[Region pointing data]
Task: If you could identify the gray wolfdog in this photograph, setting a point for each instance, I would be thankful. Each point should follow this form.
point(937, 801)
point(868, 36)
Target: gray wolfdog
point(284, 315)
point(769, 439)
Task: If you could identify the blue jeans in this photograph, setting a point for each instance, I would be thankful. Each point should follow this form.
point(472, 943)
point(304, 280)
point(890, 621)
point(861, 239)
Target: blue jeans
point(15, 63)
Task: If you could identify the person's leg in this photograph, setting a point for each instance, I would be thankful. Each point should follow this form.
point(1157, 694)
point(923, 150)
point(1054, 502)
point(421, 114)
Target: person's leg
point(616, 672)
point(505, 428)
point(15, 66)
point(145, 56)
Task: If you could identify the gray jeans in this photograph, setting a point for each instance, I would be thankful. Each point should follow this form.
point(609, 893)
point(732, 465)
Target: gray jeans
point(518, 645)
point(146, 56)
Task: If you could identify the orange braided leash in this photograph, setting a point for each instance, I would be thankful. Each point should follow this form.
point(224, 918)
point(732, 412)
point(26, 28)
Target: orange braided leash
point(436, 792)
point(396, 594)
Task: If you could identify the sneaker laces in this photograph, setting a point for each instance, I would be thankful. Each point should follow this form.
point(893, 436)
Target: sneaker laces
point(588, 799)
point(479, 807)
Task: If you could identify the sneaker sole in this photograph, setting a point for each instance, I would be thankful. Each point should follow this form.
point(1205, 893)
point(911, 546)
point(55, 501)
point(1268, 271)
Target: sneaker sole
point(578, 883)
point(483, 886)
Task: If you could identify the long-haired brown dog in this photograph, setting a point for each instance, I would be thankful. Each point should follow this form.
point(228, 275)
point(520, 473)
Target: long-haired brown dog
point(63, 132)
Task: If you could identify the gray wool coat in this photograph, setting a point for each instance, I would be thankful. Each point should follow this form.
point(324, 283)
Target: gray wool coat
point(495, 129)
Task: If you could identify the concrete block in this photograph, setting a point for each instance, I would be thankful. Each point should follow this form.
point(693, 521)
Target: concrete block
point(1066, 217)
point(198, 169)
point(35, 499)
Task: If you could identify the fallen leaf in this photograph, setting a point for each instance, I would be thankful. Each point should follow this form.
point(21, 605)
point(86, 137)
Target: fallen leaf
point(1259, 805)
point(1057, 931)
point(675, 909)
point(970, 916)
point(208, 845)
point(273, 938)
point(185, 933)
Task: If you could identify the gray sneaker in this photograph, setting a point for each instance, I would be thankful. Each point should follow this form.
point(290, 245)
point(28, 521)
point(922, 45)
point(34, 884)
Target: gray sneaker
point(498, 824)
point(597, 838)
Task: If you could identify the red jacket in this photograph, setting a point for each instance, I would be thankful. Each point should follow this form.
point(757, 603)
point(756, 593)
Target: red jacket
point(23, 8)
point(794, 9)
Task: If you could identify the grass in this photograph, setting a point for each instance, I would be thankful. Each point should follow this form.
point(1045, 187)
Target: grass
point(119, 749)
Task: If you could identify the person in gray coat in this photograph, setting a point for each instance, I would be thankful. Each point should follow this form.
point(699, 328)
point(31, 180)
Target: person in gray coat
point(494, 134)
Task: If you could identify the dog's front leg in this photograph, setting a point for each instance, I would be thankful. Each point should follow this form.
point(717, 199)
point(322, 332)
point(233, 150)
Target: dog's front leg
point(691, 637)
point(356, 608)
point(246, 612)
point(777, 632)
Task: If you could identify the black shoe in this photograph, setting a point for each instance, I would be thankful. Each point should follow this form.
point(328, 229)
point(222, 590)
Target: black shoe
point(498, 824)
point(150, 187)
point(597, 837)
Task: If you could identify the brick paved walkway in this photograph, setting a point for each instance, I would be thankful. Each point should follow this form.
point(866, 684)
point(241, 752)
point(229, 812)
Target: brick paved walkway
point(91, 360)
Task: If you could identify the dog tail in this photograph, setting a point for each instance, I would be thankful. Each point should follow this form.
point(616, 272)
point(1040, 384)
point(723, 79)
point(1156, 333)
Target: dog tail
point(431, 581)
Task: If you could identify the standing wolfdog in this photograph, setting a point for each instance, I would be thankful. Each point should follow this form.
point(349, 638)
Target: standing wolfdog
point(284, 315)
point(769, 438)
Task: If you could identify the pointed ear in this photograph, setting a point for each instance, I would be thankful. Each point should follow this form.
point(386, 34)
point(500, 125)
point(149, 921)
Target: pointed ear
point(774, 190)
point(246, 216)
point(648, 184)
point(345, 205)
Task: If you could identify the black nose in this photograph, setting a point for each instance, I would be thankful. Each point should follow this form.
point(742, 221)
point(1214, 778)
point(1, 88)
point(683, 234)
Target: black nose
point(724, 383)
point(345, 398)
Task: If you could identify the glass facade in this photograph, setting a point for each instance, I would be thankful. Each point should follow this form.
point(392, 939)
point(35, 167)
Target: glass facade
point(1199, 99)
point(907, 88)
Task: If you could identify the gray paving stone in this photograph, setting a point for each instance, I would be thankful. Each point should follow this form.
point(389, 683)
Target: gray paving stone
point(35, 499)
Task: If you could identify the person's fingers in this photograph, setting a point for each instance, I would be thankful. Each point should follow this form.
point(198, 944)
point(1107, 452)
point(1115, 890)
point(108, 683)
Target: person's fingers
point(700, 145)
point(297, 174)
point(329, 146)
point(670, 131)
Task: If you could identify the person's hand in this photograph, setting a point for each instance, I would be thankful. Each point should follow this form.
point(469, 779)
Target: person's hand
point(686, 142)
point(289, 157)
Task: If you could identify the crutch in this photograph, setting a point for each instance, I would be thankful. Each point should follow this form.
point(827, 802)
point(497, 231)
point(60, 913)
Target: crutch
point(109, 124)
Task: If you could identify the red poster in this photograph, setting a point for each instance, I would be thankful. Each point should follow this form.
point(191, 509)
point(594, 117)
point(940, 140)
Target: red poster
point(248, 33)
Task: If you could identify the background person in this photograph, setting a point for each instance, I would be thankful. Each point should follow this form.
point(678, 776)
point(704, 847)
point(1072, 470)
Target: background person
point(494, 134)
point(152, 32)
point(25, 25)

#### Prompt:
Exactly as written, please output every entry.

#### Exercise answer:
Task: If you could identify the gray wolfdog in this photograph, setting a point for each instance, I would be thankful. Each point should follow this form.
point(937, 801)
point(868, 36)
Target: gray wolfdog
point(284, 315)
point(769, 439)
Task: If you could identify the blue jeans in this photograph, setting a point for each instance, I would be thankful. Each point should follow this form.
point(472, 943)
point(304, 280)
point(890, 621)
point(861, 239)
Target: blue jeans
point(15, 63)
Task: If you could identify the person's leg in this photograph, setting a point for each instance, I would be thankful. Each point should follow this form.
point(1157, 694)
point(923, 150)
point(1054, 502)
point(421, 114)
Target: person's leg
point(616, 672)
point(505, 428)
point(15, 66)
point(145, 56)
Task: If you could identify the gray jeans in this photograph, setting a point for each instance, I would be thankful. Each point should follow this form.
point(609, 893)
point(732, 465)
Target: gray jeans
point(518, 645)
point(146, 56)
Task: If you could identify the orange braided leash in this photograph, setting a point for each instance, I would be thankful. Each point should follow this form.
point(224, 918)
point(732, 412)
point(26, 28)
Target: orange braided leash
point(436, 792)
point(396, 594)
Task: If you could identify the sneaker laces in this photograph, setting a point for each instance, I would be thankful. Each point should follow this form.
point(893, 436)
Target: sneaker laces
point(588, 799)
point(479, 807)
Task: If you could identify the sneaker sole in this photograph, setting a point for each instance, I would be thankful. Each point should follow this form.
point(1205, 893)
point(911, 546)
point(55, 501)
point(1268, 271)
Target: sneaker sole
point(578, 883)
point(483, 886)
Task: If you could identify the long-haired brown dog in this photograph, setting a point for each instance, I would be thankful. Each point should follow this form.
point(228, 275)
point(520, 473)
Target: long-haired brown dog
point(63, 132)
Task: If you could identify the gray wool coat in this photograph, setting a point for each instance, I would be thankful. Each point should follow this form.
point(324, 283)
Target: gray wool coat
point(495, 129)
Task: If you could identify the concrete block in this photograph, setting a point for each instance, I would be thankful. Each point should follow this form.
point(693, 521)
Target: concrete block
point(1066, 217)
point(198, 169)
point(35, 499)
Task: If you could identify the fallen leaf in this photograph, setting a point for each instance, I would be thankful. Each point should follow this form.
point(21, 605)
point(86, 137)
Target: fallen leaf
point(1259, 805)
point(1057, 931)
point(675, 909)
point(970, 916)
point(208, 845)
point(273, 938)
point(185, 933)
Task: If you could identify the gray sneaker in this photograph, setting a point for each instance, I would be thankful. Each point should follow this form.
point(290, 245)
point(28, 521)
point(922, 45)
point(34, 884)
Target: gray sneaker
point(498, 824)
point(597, 838)
Task: If you could identify the red jacket in this photograph, setting a point for each instance, I would be thankful. Each point should follow this form.
point(757, 603)
point(756, 593)
Target: red jacket
point(23, 8)
point(794, 9)
Task: If you could identify the grass in this photograph, setting a point for each instance, I would be thankful. Each point should follow this form.
point(1045, 187)
Target: grass
point(119, 749)
Task: If you could identify the person in gray coat in this photograph, setting a point for each instance, I would be thankful. Each point should follow this form.
point(699, 328)
point(31, 180)
Target: person in gray coat
point(494, 134)
Task: If you could identify the dog's front leg in this photograph, setting a point for each instance, I would be thankful. Each point should follow this form.
point(717, 199)
point(322, 332)
point(233, 150)
Target: dog's front leg
point(691, 637)
point(356, 608)
point(246, 612)
point(777, 632)
Task: If you could identify the black shoe in this photograph, setting a point for each instance, I would be thankful. Each point should follow this form.
point(328, 229)
point(222, 590)
Target: black shoe
point(498, 824)
point(150, 187)
point(597, 837)
Task: If you could identify the brick paved walkway in this photograph, setting a point for each instance, I would be thankful. Each point should follow this form.
point(866, 684)
point(241, 752)
point(229, 812)
Target: brick paved walkway
point(91, 360)
Task: If you could identify the dog tail in this photograph, setting a point for each instance, I would be thankful. Each point should follow this form.
point(616, 272)
point(1040, 384)
point(723, 79)
point(1156, 333)
Target: dog tail
point(431, 581)
Task: If you could identify the standing wolfdog in this photograph, setting a point for each instance, I would be thankful. Each point should follow this form.
point(349, 638)
Target: standing wolfdog
point(284, 315)
point(769, 438)
Task: If you could identify the pointed ear in this photograph, setting a point for each instance, I would be thankful. Each point should follow this form.
point(386, 34)
point(500, 125)
point(149, 921)
Target: pointed ear
point(774, 190)
point(246, 216)
point(648, 184)
point(345, 205)
Task: If you could identify the black nose in this photograph, setting a point for each instance, I would be thankful. Each point should follow this form.
point(742, 221)
point(1214, 778)
point(1, 88)
point(683, 234)
Target: black nose
point(724, 383)
point(345, 398)
Task: If you could identify the glass facade in this photograph, setting a point for each instance, I would be thankful. Each point should follow this form.
point(392, 939)
point(35, 167)
Target: glass facade
point(1199, 99)
point(907, 88)
Task: If you could identify the gray paving stone in this photograph, setting a point for each instance, I would be thankful. Each point should follow this form.
point(389, 683)
Target: gray paving stone
point(35, 499)
Task: If you could identify the person's fingers in this photograph, setting a point for each instance, I would be thankful. Each point should follow this form.
point(198, 944)
point(1107, 452)
point(1115, 890)
point(108, 683)
Target: person's fingers
point(700, 145)
point(297, 174)
point(329, 146)
point(670, 131)
Task: If you could identify the person's hand in this photograph, setting a point for each instance, I would be thankful. Each point should follow this form.
point(469, 779)
Target: person's hand
point(686, 142)
point(289, 157)
Task: If you could identify the crutch in this photograph, setting a point for each instance, I would be thankful. Each point should follow this form.
point(827, 802)
point(497, 231)
point(60, 913)
Target: crutch
point(109, 124)
Task: If you could identify the red poster in this photograph, setting a point for each instance, I would be thankful. Each point should follow this form.
point(191, 509)
point(594, 117)
point(940, 140)
Target: red poster
point(248, 33)
Task: If you could identify the background person in this photograph, setting a point for each instance, I would be thankful. Each point should follow this form.
point(678, 776)
point(704, 847)
point(1072, 470)
Target: background person
point(494, 134)
point(152, 32)
point(25, 25)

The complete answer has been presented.